### Passage provided
In the last three years, we have also developed a different idea about collective national wealth. In material terms, America has never had so vast a supply of natural gas and oil, so many minerals, timber, and prime agricultural land. Yet now there is something deemed wrong in carefully tapping such riches, whether in Alaska, offshore, in the Gulf, or throughout the American West. There is no logic to this strange attitude. After all, the Obama creed is to use fossil fuels abundantly. He likes arugula. Hardwood floors and lithium batteries are nice. The administration hardly cares that the exporters of much of our imported oil are politically illiberal and environmentally reckless. Instead, there is a deep sense of pessimism that there is something inherently wrong with profiting from our own oil, gas, trees, minerals in the ground, or soil. Is it the idea that a few will do too well from the exploitation of national wealth that will so enrich the many? Or is the idea that our culture is too affluent, too crass? Will solar, wind, and biofuel energy along with forced reductions in resources alone make Americans live the lifestyle that is more in accord with nature?
For Obama, the great tragedy of a Solyndra was not the corruption of old-style fast-buck artists masking their greed through insider green lobbying with members of his administration, but rather that such scandals (along with Climategate and the implosion of Al Gore) have sidetracked the entire green philosophy that mandated more government unionized employees, government technocrats, and government tax collectors to reorder society itself.
The result of all this is a sort of unending but rarely expressed war. The business man does not know what his taxes are, only that they should go up, given his privilege. He is judged not by the good that he does but by the excessive money he makes. The corporation does not know what the rules of the game are, whether his energy is too polluting, his workers not unionized enough, or his product not regulated enough. None believe Obamacare, as promised, will reduce costs. None believe that government borrowing and massive new entitlements are reducing unemployment and raising GDP. None believe that wealth can be created by record deficits and aggregate debt. None believe that printing ever more money will not lead to inflation.
What we have, then, is a war on two ends: the better off are hesitant to work more, given their fears that additional profits will either be more difficult to come by or not remain their own; the poor are hesitant to work more, given their expectations that entitlements will be extended and will be easier to come by. They both expect more government and they both as a result are not so eager to take risks and seek greater income in the private sector.
The result of Obama’s war is the current three-year slowdown. Obama in response counts on two strategies to nevertheless be reelected: either at some point the private sector will conclude that it is not going to get any better, and thus it is preferable to shrug, take its medicine, and get back to work, and so the economy picks up a little in 2012; or, to the degree that Obama can blame the lengthy pause solely on the minority of the undeserving rich, he believes that an angry and fearful bare majority may agree.

### Dataset entries
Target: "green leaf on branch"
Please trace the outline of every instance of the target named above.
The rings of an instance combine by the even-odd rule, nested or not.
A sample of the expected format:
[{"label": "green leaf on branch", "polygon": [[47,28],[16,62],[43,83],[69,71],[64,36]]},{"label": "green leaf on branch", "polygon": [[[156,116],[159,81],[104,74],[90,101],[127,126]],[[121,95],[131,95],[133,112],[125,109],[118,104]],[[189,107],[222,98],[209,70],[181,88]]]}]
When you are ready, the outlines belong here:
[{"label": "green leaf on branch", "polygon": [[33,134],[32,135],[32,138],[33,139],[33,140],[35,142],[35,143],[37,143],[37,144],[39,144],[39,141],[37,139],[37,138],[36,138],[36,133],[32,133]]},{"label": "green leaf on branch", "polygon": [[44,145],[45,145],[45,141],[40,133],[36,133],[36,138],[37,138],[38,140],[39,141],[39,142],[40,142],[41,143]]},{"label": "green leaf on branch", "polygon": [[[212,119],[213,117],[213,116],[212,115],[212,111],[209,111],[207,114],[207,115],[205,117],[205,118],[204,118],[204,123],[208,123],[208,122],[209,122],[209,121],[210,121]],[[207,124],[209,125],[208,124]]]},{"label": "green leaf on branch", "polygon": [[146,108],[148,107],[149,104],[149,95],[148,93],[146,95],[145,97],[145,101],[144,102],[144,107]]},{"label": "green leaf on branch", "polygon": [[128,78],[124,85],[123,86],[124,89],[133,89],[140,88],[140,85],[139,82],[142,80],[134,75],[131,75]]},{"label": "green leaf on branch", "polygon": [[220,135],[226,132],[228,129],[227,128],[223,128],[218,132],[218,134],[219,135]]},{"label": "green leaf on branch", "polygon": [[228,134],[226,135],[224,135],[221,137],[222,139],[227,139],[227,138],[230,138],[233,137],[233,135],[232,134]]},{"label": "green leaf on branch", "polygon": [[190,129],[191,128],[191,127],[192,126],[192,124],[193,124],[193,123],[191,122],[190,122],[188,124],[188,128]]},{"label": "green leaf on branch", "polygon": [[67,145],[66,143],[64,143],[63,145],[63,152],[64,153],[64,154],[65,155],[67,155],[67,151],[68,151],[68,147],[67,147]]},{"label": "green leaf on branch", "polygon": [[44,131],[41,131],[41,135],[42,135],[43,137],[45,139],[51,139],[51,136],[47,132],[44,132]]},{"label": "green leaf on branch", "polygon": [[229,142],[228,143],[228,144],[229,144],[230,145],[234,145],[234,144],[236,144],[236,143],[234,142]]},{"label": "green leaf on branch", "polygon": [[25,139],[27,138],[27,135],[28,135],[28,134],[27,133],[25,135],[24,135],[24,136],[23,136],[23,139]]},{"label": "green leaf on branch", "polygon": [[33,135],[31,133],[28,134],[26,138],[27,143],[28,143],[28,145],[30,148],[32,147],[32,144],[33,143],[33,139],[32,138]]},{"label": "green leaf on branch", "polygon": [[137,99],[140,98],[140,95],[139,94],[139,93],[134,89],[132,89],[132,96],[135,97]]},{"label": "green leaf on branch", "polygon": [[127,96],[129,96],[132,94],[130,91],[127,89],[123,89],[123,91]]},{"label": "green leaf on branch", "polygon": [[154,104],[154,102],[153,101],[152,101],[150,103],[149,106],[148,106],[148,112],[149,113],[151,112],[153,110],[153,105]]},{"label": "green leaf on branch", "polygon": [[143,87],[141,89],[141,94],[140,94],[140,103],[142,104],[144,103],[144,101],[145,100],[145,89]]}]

### What this task involves
In the passage about Obama and national wealth, copy out word for word everything from "The result of Obama’s" down to "majority may agree.".

### Answer to this task
The result of Obama’s war is the current three-year slowdown. Obama in response counts on two strategies to nevertheless be reelected: either at some point the private sector will conclude that it is not going to get any better, and thus it is preferable to shrug, take its medicine, and get back to work, and so the economy picks up a little in 2012; or, to the degree that Obama can blame the lengthy pause solely on the minority of the undeserving rich, he believes that an angry and fearful bare majority may agree.